**Task brief**:
Extract the lines from the one containing "task: provide the segmentation of the pointed" through the one containing "[[[67,174],[51,164],[17,164],[0,169],[0,190],[22,190],[74,199]]]", both included, and copy them without any change.

**The records**:
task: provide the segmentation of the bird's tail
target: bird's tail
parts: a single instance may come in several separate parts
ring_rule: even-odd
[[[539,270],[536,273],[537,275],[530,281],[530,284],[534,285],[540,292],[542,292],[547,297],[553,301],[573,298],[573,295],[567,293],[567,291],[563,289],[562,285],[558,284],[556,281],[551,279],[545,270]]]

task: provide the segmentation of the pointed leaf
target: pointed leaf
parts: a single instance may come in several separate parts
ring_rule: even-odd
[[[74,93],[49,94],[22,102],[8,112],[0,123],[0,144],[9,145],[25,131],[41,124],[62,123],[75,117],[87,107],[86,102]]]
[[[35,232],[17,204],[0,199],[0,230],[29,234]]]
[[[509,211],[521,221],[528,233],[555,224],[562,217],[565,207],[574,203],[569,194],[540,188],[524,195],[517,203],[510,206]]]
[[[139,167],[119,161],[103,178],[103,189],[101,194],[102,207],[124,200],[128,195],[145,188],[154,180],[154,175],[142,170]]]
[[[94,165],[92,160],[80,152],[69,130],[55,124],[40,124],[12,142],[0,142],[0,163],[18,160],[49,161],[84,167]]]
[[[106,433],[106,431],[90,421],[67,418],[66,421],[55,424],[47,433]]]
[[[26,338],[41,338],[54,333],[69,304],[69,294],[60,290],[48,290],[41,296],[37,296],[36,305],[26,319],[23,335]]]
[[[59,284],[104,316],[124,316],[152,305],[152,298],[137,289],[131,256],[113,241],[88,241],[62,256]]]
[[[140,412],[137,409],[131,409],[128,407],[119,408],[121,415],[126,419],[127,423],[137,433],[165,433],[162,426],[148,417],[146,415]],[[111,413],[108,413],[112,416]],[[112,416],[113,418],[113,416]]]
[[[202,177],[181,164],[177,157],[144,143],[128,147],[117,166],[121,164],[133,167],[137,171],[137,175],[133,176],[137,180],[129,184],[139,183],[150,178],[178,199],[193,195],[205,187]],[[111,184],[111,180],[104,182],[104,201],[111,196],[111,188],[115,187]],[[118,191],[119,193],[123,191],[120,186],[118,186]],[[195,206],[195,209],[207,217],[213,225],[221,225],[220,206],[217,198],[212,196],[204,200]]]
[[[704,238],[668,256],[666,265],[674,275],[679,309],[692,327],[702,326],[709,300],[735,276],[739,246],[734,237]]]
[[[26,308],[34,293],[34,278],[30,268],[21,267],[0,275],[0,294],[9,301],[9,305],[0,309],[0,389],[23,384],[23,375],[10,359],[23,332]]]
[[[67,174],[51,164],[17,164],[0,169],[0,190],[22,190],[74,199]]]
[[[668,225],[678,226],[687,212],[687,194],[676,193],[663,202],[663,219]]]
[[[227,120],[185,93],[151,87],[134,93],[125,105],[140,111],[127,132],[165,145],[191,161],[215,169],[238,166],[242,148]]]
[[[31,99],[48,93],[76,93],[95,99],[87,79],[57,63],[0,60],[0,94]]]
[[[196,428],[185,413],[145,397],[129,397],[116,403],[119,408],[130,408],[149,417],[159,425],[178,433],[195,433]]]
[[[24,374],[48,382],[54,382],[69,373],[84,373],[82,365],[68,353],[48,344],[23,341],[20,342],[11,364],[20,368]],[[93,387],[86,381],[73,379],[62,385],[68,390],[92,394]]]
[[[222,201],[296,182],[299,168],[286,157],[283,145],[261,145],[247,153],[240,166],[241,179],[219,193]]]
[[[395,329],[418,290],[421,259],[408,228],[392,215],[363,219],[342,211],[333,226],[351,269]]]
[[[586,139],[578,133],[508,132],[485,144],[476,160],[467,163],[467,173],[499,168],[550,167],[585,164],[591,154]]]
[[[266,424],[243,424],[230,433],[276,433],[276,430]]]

**Solution**:
task: provide the segmentation of the pointed leaf
target: pointed leaf
parts: a single instance may come in several separate parts
ring_rule: even-odd
[[[74,93],[49,94],[22,102],[8,112],[0,123],[0,144],[9,145],[25,131],[41,124],[62,123],[75,117],[87,107],[86,102]]]
[[[35,232],[17,204],[0,199],[0,230],[29,234]]]
[[[509,211],[521,221],[528,233],[555,224],[562,217],[565,207],[574,203],[569,194],[540,188],[524,195],[517,203],[510,206]]]
[[[139,167],[119,161],[103,178],[103,189],[101,194],[102,207],[124,200],[128,195],[145,188],[154,180],[154,175],[142,170]]]
[[[94,165],[92,160],[80,152],[69,130],[55,124],[40,124],[12,142],[0,142],[0,163],[18,160],[49,161],[84,167]]]
[[[106,433],[106,431],[90,421],[67,418],[66,421],[55,424],[47,433]]]
[[[26,338],[41,338],[54,333],[69,304],[69,294],[60,290],[48,290],[41,296],[37,296],[36,305],[26,319],[23,335]]]
[[[59,284],[104,316],[124,316],[152,305],[152,298],[137,289],[131,256],[113,241],[88,241],[62,256]]]
[[[140,412],[137,409],[131,409],[128,407],[119,408],[121,415],[126,419],[127,423],[137,433],[165,433],[162,426],[148,417],[146,415]],[[111,413],[108,413],[112,416]],[[112,416],[113,418],[113,416]]]
[[[202,177],[181,164],[177,157],[144,143],[128,147],[117,166],[121,164],[133,167],[137,171],[137,175],[133,176],[137,180],[129,184],[139,183],[150,178],[178,199],[193,195],[205,187]],[[111,184],[111,180],[104,182],[104,201],[111,196],[111,188],[115,187]],[[118,191],[119,193],[123,191],[120,186],[118,186]],[[195,206],[195,209],[207,217],[213,225],[221,225],[220,206],[217,198],[212,196],[204,200]]]
[[[704,238],[668,256],[666,265],[674,275],[679,309],[692,327],[702,326],[709,300],[735,276],[739,246],[734,237]]]
[[[26,308],[34,293],[34,278],[30,268],[21,267],[0,275],[0,294],[9,301],[9,305],[0,309],[0,389],[23,384],[23,375],[10,359],[23,332]]]
[[[67,174],[51,164],[17,164],[0,169],[0,190],[22,190],[74,199]]]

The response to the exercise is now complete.